» **Data records**:
- - - - -

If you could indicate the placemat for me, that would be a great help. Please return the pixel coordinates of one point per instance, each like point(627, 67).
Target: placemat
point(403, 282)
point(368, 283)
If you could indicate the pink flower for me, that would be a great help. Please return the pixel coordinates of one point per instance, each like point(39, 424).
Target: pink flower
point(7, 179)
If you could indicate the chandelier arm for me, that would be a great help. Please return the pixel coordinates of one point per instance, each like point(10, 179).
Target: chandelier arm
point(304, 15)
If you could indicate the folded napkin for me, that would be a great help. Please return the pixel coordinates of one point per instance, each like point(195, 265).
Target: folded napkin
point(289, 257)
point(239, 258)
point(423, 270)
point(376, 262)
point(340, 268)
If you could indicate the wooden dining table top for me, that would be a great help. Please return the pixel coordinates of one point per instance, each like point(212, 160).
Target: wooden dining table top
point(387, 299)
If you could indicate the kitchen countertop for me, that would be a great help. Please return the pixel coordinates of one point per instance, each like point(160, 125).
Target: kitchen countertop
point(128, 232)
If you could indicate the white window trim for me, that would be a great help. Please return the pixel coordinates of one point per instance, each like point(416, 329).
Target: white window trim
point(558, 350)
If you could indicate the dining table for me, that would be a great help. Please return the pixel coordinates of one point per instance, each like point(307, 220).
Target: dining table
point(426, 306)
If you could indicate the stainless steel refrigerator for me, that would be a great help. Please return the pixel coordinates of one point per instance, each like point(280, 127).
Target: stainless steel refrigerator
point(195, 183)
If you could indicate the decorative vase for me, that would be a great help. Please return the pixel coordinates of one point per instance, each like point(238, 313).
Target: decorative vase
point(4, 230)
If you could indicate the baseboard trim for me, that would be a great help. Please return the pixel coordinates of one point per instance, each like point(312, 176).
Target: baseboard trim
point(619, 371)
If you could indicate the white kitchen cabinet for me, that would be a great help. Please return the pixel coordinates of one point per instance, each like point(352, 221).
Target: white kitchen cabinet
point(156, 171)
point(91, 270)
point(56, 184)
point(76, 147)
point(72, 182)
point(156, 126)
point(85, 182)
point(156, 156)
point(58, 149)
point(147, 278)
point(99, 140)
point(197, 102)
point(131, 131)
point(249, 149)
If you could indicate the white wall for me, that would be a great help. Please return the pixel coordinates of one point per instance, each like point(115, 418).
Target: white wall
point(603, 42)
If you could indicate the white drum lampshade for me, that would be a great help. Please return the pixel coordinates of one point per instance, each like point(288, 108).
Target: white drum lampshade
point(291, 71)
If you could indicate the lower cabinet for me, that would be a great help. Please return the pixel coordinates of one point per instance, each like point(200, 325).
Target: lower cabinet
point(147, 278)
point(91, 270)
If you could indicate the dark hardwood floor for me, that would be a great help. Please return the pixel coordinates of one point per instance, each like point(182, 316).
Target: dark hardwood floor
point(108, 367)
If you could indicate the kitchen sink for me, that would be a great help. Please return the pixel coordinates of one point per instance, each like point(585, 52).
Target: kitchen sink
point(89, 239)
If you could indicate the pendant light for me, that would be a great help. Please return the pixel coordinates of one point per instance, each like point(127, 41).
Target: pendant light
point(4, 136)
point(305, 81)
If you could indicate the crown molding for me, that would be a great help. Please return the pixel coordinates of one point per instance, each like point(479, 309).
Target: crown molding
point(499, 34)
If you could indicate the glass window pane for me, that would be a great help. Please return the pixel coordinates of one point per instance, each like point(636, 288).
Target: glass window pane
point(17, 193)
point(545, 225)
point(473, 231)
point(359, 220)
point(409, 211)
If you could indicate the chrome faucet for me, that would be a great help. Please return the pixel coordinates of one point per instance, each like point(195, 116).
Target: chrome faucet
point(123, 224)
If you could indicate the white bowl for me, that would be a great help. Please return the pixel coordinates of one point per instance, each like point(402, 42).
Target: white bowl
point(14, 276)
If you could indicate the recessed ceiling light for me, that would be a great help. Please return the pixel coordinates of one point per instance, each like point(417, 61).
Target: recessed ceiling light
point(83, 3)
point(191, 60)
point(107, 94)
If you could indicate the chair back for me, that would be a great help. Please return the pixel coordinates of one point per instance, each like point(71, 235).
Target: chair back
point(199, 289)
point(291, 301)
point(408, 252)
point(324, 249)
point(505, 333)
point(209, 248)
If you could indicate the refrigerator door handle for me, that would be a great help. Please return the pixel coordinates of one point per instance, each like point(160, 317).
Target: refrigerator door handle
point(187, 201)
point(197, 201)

- - - - -

» **What the task asks**:
Only the lines above from the line with "Target: white wall" to the line with "If you could indicate the crown", those two lines included, should be reproduced exactly.

» **Answer to the exercise**:
Target: white wall
point(603, 42)
If you could indicate the white drum lampshade for me, that would be a great help. Please return the pixel coordinates of one point per instance, each like point(288, 108).
Target: white drum lampshade
point(291, 71)
If you could indicate the lower cabinet for me, that would be a great help. Please return the pixel coordinates of one point per instance, each like point(200, 325).
Target: lower cabinet
point(147, 278)
point(91, 270)
If you could indicate the dark hardwood floor for me, that would be a great help. Please return the pixel coordinates of one point per instance, each like point(182, 316).
Target: dark hardwood floor
point(108, 367)
If you could indicate the kitchen sink for me, that would be a great help. Please return the pixel coordinates of one point per instance, each like point(585, 52).
Target: kitchen sink
point(89, 239)
If you could indicate the pendant light for me, that would be a great help. Please return the pixel coordinates of one point per instance, each like point(127, 41).
Target: pendant light
point(4, 136)
point(305, 81)
If you could indicate the crown molding for me, that would be a great help. Please return the pixel coordinates of one point per instance, each like point(479, 309).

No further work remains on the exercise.